-------- Trecho do texto

As fantasias e contradições próprias do “ego” projetam uma espécie de sombra sobre os fatos, que nos confundem e impedem de entendê-los com clareza. A libertação do “ego” é, pois, a primeira e última liberdade. O resto é ideologia.
Por que alimentamos a insana gula, a bebida desmedida, o consumo de fumo, a droga da droga, em síntese, os vícios, apesar dos malefícios? Não é porque o “ego” domina as reações mentais e, se acuado, torna-se inseguro, foge? Não sabemos lidar com crises psicológicas: ou sofremos ou buscamos uma fuga. Com medo, o “ego” esconde-se, usa de subterfúgios, transfigura-se tal um camaleão e não vacila em sacrificar o próprio eu físico, orgânico, para proteger-se e perpetuar-se. O medo permanente, vigilante, gera dependência, e dependência implica em medo de perder a aparente segurança da dependência. É um círculo vicioso.

----------------
-------- Dados para revisão

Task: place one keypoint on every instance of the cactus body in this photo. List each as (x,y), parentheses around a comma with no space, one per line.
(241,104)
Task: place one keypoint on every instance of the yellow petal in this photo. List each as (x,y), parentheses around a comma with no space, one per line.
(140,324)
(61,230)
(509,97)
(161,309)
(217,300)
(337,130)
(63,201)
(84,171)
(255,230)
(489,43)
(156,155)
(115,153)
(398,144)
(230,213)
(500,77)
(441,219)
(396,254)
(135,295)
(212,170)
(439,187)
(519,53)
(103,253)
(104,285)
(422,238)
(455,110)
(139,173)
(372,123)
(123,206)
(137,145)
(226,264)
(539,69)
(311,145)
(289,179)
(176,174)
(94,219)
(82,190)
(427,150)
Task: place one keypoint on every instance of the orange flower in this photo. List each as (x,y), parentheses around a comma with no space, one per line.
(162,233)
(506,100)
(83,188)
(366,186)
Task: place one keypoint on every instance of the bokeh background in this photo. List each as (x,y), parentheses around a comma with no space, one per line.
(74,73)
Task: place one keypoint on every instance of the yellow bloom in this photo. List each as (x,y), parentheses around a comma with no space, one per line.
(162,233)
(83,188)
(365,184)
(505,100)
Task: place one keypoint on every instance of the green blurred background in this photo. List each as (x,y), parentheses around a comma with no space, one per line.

----------------
-------- Dados para revisão

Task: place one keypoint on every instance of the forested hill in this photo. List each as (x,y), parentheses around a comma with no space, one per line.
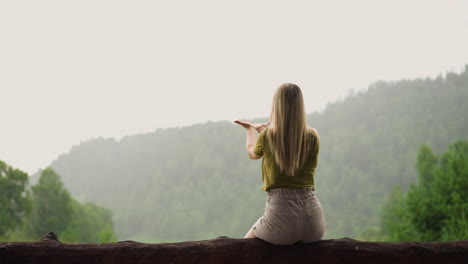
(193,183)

----------------
-------- Dados para revisão

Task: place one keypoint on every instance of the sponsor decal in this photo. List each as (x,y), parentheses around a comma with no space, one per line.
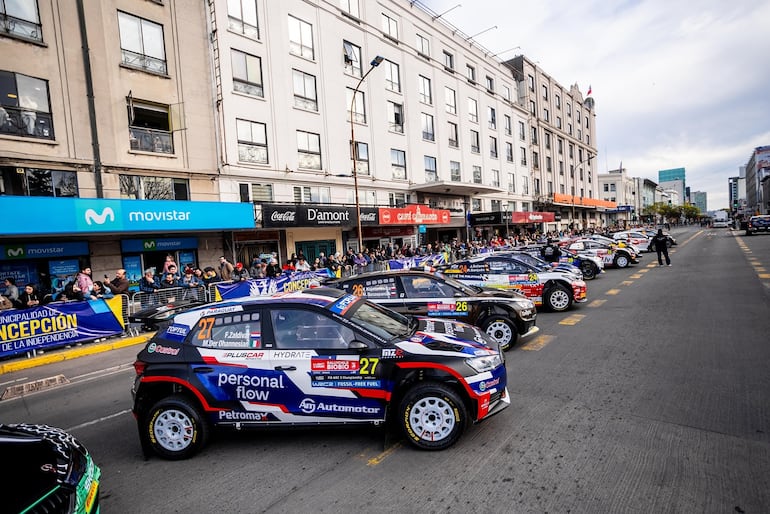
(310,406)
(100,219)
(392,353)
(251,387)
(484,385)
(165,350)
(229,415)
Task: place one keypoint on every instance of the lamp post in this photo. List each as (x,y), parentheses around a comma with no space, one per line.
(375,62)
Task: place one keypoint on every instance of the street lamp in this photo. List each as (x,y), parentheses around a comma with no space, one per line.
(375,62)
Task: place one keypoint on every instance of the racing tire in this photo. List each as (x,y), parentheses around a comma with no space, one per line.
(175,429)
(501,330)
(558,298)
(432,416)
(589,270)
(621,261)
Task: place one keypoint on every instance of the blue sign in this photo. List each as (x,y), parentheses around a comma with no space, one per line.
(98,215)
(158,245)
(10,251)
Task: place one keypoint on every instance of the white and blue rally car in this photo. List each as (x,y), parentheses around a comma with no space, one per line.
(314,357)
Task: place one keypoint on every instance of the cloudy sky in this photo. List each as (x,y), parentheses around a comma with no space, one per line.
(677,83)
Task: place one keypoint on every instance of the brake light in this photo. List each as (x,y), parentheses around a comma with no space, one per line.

----------------

== Requisitos das tarefas ==
A. Quais vícios o texto sobre o “ego” enumera?
B. Segundo o texto sobre o “ego”, o que é a primeira e última liberdade?
C. Dê prosseguimento ao texto sobre o “ego” a partir da sua última frase.
Os registros vêm de uma fonte diferente da do texto.

== Resultados por tarefa ==
A. A insana gula, a bebida desmedida, o consumo de fumo e a droga da droga.

B. A libertação do “ego”.

C.
As ideologias que alimentam o “ego”, a personalidade, fazem da vida humana um “jogo de faz de conta” ao levarem-nos a conviver com falsos dilemas, ambigüidades expressas; a confundir realidade aparente com verdadeira realidade, ideal do fato com o fato. P.ex., ao tomar-se o “ego” pelo ser humano integral, prazer por alegria, erotismo em lugar de amor, direito de fazer o que se quer a pretexto de liberdade, condicionamento mental simulando educação, euforia efêmera em sentido de felicidade, intelectualismo na acepção de inteligência e sabedoria.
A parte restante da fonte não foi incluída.